## WORK REQUIRED
Could you rewrite the entries, starting at the first one and ending at the line that contains "[[[595,121],[593,248],[705,248],[705,101]]]", with "door deadbolt" swapped for "deadbolt lock" and everything else unchanged? Leave the pictures out.

## EXERCISE DATA
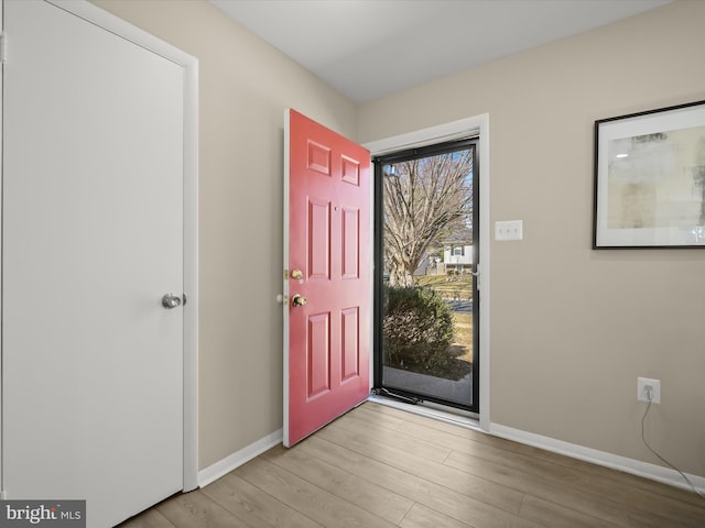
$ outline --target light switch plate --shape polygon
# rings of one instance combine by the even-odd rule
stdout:
[[[495,222],[495,240],[523,240],[523,220],[503,220]]]

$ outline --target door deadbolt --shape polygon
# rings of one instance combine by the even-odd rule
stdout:
[[[167,310],[176,308],[181,306],[181,297],[175,294],[165,294],[164,297],[162,297],[162,306]]]
[[[291,298],[291,304],[293,306],[304,306],[306,302],[308,302],[306,300],[305,297],[302,297],[301,295],[296,294]]]

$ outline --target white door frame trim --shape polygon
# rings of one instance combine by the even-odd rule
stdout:
[[[479,262],[479,294],[480,294],[480,429],[489,432],[490,402],[489,402],[489,113],[473,118],[460,119],[449,123],[416,130],[405,134],[386,138],[383,140],[365,143],[372,157],[395,151],[413,148],[443,141],[479,136],[479,186],[480,186],[480,262]]]
[[[198,61],[88,1],[45,1],[184,68],[183,490],[191,491],[198,487]]]

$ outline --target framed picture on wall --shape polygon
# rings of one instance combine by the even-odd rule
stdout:
[[[595,121],[593,248],[705,248],[705,101]]]

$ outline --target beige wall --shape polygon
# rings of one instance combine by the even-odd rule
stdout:
[[[200,62],[200,468],[282,426],[282,121],[360,142],[489,112],[491,420],[705,475],[705,252],[593,251],[593,122],[705,99],[705,2],[677,2],[357,108],[204,1],[95,0]],[[356,125],[359,124],[359,129]],[[356,133],[359,132],[359,133]]]
[[[284,109],[355,135],[356,107],[205,1],[99,0],[199,59],[199,466],[282,427]]]
[[[705,475],[705,252],[593,251],[593,123],[705,99],[705,2],[665,6],[367,105],[368,142],[488,112],[492,422]],[[480,161],[481,163],[481,161]]]

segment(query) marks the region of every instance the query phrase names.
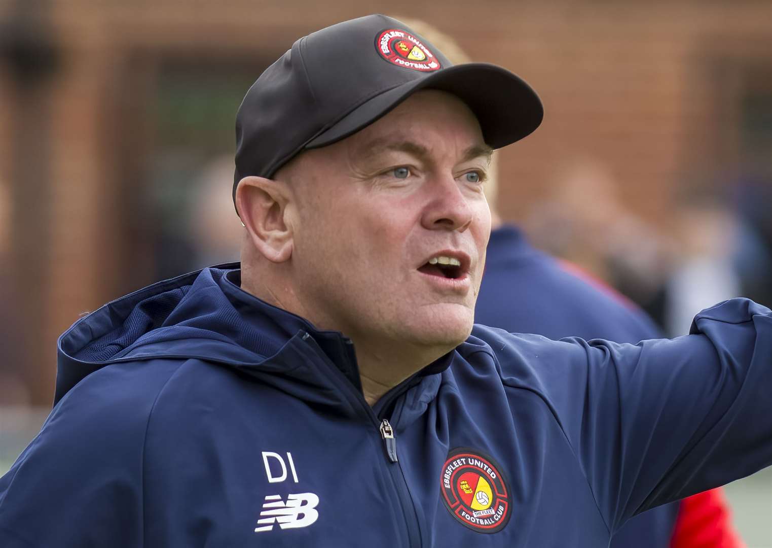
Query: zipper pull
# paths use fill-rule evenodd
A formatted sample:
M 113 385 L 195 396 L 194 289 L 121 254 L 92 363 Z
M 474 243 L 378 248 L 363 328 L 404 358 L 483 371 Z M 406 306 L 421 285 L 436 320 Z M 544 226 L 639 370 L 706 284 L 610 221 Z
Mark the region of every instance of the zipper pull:
M 381 437 L 384 438 L 388 460 L 397 462 L 397 441 L 394 437 L 394 430 L 386 419 L 381 421 Z

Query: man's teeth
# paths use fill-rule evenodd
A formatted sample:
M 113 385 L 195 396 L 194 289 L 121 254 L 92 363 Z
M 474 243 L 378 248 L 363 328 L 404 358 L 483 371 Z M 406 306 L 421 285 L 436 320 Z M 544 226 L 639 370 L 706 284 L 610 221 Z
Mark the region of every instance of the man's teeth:
M 453 257 L 445 257 L 445 255 L 440 255 L 439 257 L 432 257 L 429 259 L 429 264 L 447 264 L 453 267 L 460 267 L 461 261 Z

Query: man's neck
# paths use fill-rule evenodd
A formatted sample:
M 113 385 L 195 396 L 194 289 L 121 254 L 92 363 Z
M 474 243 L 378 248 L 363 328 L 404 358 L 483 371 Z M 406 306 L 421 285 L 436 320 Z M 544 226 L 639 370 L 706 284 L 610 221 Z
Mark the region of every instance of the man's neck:
M 415 345 L 385 345 L 378 351 L 353 338 L 357 365 L 364 399 L 371 407 L 384 394 L 452 349 L 415 347 Z M 399 349 L 399 350 L 396 350 Z

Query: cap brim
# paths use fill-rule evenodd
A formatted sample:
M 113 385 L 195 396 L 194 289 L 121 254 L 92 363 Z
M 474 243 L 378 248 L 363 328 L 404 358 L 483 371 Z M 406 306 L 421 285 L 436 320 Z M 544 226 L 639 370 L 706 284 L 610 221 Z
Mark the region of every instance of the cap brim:
M 306 144 L 306 148 L 331 145 L 388 114 L 419 90 L 447 91 L 477 117 L 482 138 L 493 148 L 510 145 L 541 124 L 544 111 L 530 86 L 509 70 L 486 63 L 455 65 L 376 95 Z

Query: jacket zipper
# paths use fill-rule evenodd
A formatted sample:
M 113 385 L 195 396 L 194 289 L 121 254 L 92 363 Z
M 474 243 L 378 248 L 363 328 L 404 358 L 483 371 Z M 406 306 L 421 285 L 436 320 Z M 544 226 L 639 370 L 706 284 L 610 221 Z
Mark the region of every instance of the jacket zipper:
M 397 459 L 397 440 L 394 437 L 394 430 L 388 420 L 384 419 L 381 421 L 381 437 L 383 438 L 384 445 L 386 448 L 386 454 L 391 462 L 398 462 Z
M 405 515 L 405 526 L 408 529 L 408 546 L 411 548 L 421 548 L 422 543 L 421 542 L 421 533 L 418 530 L 418 514 L 415 511 L 415 503 L 413 502 L 412 497 L 410 496 L 410 492 L 408 490 L 408 482 L 405 478 L 405 473 L 402 471 L 402 468 L 397 458 L 397 440 L 394 436 L 394 429 L 391 427 L 391 425 L 387 419 L 384 418 L 380 422 L 378 421 L 378 417 L 375 415 L 375 412 L 373 410 L 373 408 L 370 407 L 370 404 L 365 401 L 362 393 L 357 391 L 354 388 L 354 386 L 351 384 L 351 382 L 345 377 L 340 369 L 339 369 L 337 366 L 332 362 L 321 348 L 319 347 L 319 345 L 317 344 L 317 342 L 313 340 L 313 337 L 303 337 L 304 341 L 306 341 L 306 339 L 310 339 L 311 341 L 313 341 L 313 346 L 316 347 L 317 351 L 316 353 L 320 355 L 322 360 L 327 364 L 327 366 L 330 369 L 333 370 L 334 378 L 340 381 L 339 384 L 343 385 L 342 388 L 344 391 L 353 397 L 353 399 L 364 411 L 365 415 L 368 417 L 373 422 L 373 424 L 378 427 L 381 440 L 384 442 L 386 454 L 390 461 L 390 464 L 397 465 L 396 467 L 388 465 L 386 468 L 388 468 L 388 473 L 391 475 L 391 480 L 393 482 L 394 489 L 397 491 L 397 498 L 399 499 L 400 505 L 402 508 L 402 512 Z M 398 394 L 394 394 L 394 397 L 398 397 Z

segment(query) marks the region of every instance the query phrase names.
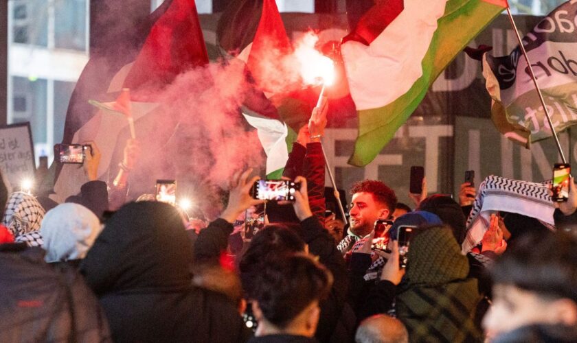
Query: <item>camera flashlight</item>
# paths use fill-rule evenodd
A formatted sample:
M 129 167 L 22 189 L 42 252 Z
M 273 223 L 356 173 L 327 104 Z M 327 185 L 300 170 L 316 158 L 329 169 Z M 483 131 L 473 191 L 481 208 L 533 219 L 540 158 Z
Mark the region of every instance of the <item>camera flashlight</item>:
M 32 180 L 29 178 L 25 178 L 22 180 L 22 182 L 20 184 L 21 191 L 24 193 L 27 193 L 28 194 L 32 194 L 32 185 L 33 185 Z
M 179 206 L 183 210 L 188 211 L 192 208 L 192 201 L 188 198 L 183 198 L 179 201 Z

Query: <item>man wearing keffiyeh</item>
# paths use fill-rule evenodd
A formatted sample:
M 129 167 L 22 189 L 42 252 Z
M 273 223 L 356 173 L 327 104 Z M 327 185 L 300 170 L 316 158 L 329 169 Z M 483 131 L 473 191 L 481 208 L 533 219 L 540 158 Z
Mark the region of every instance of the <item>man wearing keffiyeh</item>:
M 24 241 L 29 246 L 42 245 L 38 230 L 44 217 L 44 209 L 36 198 L 24 192 L 10 195 L 6 204 L 2 224 L 15 237 L 15 241 Z
M 350 210 L 350 228 L 337 248 L 343 254 L 359 239 L 368 236 L 378 219 L 387 219 L 397 203 L 395 192 L 381 181 L 364 180 L 353 185 Z

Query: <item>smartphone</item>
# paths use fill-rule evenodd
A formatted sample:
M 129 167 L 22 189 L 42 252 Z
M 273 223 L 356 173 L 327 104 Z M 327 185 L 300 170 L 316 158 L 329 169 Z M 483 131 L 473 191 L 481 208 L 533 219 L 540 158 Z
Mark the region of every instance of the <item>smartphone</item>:
M 371 250 L 387 251 L 387 244 L 388 241 L 389 239 L 387 237 L 379 237 L 373 238 L 372 242 L 371 242 Z
M 465 172 L 465 182 L 468 182 L 470 187 L 475 187 L 475 171 L 467 170 Z
M 157 201 L 174 204 L 177 203 L 176 180 L 157 180 Z
M 295 201 L 295 192 L 300 185 L 288 180 L 258 180 L 253 185 L 251 196 L 260 200 Z
M 569 178 L 571 176 L 571 165 L 566 163 L 555 163 L 553 167 L 553 201 L 562 202 L 569 199 Z
M 393 221 L 387 219 L 378 219 L 374 222 L 374 237 L 381 237 L 389 232 L 393 225 Z
M 409 262 L 409 245 L 411 238 L 417 230 L 417 227 L 411 225 L 401 225 L 397 231 L 397 241 L 398 241 L 398 263 L 401 268 L 407 267 Z
M 420 165 L 411 167 L 411 184 L 409 191 L 414 194 L 422 192 L 422 178 L 425 177 L 425 168 Z
M 54 156 L 60 163 L 76 163 L 81 165 L 86 158 L 86 151 L 90 145 L 81 144 L 56 144 Z

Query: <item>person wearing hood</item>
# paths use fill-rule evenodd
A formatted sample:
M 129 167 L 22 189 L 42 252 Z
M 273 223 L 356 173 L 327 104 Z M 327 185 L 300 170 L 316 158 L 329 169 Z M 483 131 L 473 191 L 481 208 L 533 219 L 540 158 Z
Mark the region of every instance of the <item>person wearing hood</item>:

## RESULT OF THE TASK
$ outline --target light switch plate --shape polygon
# rings of one instance combine by the even-odd rule
stdout:
[[[495,222],[495,240],[523,240],[523,220],[503,220]]]

$ outline --target deadbolt lock --shape polygon
# rings of one instance combine by the even-odd rule
stdout:
[[[167,310],[176,308],[181,306],[181,297],[175,294],[165,294],[164,297],[162,297],[162,306]]]
[[[291,298],[291,304],[293,306],[304,306],[306,302],[308,302],[306,300],[305,297],[302,297],[301,295],[296,294]]]

$ outline --target white door frame trim --shape polygon
# rings of one instance combine by the even-odd rule
stdout:
[[[479,262],[479,294],[480,294],[480,429],[489,432],[490,402],[489,402],[489,113],[473,118],[460,119],[449,123],[416,130],[405,134],[386,138],[383,140],[365,143],[372,157],[395,151],[413,148],[443,141],[479,136],[479,186],[480,186],[480,262]]]
[[[198,61],[88,1],[45,1],[184,68],[183,490],[191,491],[198,487]]]

$ outline --target framed picture on wall --shape polygon
# rings of one instance combine by the even-odd rule
stdout:
[[[595,121],[593,248],[705,248],[705,101]]]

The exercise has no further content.